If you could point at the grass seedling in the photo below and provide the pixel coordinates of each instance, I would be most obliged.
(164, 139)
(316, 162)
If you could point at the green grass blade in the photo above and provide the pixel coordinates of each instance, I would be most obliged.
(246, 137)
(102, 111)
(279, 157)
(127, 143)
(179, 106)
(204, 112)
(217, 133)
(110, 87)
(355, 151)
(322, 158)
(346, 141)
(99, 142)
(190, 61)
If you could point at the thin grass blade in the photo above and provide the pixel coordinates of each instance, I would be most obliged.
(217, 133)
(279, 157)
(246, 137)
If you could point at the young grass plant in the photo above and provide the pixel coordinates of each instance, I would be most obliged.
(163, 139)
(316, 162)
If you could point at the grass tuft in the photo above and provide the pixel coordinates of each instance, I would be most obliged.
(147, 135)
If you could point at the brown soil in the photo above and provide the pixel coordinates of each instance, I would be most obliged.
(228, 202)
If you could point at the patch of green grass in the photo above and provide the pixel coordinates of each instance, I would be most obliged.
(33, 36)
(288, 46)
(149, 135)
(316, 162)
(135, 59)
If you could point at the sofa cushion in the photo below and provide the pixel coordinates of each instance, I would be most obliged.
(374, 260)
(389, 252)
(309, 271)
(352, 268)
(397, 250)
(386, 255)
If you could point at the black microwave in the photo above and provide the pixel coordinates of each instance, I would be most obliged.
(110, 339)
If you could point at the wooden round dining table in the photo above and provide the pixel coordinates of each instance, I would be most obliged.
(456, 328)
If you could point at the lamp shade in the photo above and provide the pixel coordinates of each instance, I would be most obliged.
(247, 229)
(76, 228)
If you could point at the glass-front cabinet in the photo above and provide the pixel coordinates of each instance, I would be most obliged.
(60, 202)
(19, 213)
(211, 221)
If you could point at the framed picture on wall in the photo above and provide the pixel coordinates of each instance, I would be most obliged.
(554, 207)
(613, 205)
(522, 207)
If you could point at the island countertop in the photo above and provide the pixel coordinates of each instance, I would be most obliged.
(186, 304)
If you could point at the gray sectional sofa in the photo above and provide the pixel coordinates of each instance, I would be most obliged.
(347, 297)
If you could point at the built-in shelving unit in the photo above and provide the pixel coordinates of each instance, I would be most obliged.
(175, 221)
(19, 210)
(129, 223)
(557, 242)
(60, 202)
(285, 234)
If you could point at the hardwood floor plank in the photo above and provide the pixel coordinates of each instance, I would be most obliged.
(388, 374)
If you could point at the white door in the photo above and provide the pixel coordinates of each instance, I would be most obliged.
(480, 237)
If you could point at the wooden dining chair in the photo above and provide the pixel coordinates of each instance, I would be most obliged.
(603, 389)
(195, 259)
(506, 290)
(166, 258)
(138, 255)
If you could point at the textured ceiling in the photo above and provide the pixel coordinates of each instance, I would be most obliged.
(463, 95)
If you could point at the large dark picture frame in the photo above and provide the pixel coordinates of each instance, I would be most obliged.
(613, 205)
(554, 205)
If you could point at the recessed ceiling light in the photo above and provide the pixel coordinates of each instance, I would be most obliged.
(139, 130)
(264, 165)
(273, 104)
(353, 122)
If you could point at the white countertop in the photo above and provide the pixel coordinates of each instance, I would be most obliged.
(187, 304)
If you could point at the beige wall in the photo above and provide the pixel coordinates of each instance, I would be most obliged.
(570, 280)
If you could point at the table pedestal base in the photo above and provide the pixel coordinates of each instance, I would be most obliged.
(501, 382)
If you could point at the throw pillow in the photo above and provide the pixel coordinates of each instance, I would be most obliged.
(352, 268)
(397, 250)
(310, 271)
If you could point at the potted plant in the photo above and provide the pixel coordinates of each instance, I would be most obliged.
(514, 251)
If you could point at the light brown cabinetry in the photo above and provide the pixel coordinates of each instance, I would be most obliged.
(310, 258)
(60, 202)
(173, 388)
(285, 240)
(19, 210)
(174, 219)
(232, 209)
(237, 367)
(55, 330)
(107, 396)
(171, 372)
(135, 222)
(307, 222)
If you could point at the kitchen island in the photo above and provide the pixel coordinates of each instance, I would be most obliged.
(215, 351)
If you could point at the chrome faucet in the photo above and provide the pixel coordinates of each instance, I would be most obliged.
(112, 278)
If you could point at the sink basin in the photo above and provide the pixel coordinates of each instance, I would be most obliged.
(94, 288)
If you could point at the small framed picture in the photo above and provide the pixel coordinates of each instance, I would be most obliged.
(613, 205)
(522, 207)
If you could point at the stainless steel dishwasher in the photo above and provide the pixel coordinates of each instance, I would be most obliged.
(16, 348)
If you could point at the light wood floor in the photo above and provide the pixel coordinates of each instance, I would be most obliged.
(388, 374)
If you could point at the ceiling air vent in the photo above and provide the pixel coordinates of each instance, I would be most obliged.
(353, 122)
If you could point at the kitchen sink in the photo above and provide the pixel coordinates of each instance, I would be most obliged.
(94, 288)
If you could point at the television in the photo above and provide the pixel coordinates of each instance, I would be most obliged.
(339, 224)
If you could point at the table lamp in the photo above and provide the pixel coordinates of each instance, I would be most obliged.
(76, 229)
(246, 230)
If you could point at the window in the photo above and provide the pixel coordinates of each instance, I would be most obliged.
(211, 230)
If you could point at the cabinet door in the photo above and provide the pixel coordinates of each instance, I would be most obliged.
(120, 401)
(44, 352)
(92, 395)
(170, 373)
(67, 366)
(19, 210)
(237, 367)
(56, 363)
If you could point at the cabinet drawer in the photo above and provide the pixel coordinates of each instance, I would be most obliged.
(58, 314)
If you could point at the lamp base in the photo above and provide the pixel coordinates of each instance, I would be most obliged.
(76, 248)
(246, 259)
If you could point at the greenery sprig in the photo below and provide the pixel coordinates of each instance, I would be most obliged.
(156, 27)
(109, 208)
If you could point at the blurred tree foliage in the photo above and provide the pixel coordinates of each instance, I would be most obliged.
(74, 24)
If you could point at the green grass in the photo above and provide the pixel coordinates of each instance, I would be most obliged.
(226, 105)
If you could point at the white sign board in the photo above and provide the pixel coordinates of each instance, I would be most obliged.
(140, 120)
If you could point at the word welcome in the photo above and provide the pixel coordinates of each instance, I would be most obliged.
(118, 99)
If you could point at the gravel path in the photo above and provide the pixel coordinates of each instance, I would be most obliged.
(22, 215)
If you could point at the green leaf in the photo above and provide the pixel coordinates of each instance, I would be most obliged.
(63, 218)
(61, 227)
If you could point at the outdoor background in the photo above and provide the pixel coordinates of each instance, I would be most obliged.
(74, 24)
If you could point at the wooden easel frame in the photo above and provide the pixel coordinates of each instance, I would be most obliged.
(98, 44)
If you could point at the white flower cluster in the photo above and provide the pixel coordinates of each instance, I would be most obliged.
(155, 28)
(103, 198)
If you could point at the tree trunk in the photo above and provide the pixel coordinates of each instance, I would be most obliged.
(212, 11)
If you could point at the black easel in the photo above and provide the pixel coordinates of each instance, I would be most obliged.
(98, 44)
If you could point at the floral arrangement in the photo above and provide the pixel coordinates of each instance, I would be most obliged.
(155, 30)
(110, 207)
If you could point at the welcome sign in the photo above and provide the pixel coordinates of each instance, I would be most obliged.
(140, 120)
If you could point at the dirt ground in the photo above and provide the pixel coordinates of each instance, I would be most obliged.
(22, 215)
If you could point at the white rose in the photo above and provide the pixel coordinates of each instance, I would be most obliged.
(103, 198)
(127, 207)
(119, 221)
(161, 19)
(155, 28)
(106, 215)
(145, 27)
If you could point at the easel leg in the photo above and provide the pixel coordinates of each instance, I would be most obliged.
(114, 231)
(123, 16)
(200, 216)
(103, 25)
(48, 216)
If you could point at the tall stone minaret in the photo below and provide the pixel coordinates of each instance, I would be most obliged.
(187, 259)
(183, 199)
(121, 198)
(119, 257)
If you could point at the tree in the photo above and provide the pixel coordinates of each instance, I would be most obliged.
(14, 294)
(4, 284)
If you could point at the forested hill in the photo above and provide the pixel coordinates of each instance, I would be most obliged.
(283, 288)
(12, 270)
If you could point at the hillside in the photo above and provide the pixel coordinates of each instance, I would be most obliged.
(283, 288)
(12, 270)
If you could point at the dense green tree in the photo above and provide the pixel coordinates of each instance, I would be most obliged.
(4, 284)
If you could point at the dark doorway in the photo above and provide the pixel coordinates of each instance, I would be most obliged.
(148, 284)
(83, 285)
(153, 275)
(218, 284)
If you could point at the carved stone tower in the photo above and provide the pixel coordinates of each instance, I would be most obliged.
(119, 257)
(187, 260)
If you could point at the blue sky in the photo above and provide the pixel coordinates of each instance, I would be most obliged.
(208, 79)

BRIEF: Beginning with the line that has "If you could point at the dark", set down every line of the entries above through the final one, unchanged.

SOLUTION FOR THIS EXERCISE:
If you could point at the dark doorway in the photo above and provide the pixel coordinates of each instance, I would be most obliged.
(148, 284)
(83, 285)
(153, 275)
(218, 284)
If you could point at the carved stone tower in the photo above and provide the pixel coordinates of each instance, I would be most obliged.
(119, 257)
(187, 260)
If you could point at the blue sky in the photo above and provide the pixel coordinates of each instance, I would be most obliged.
(208, 79)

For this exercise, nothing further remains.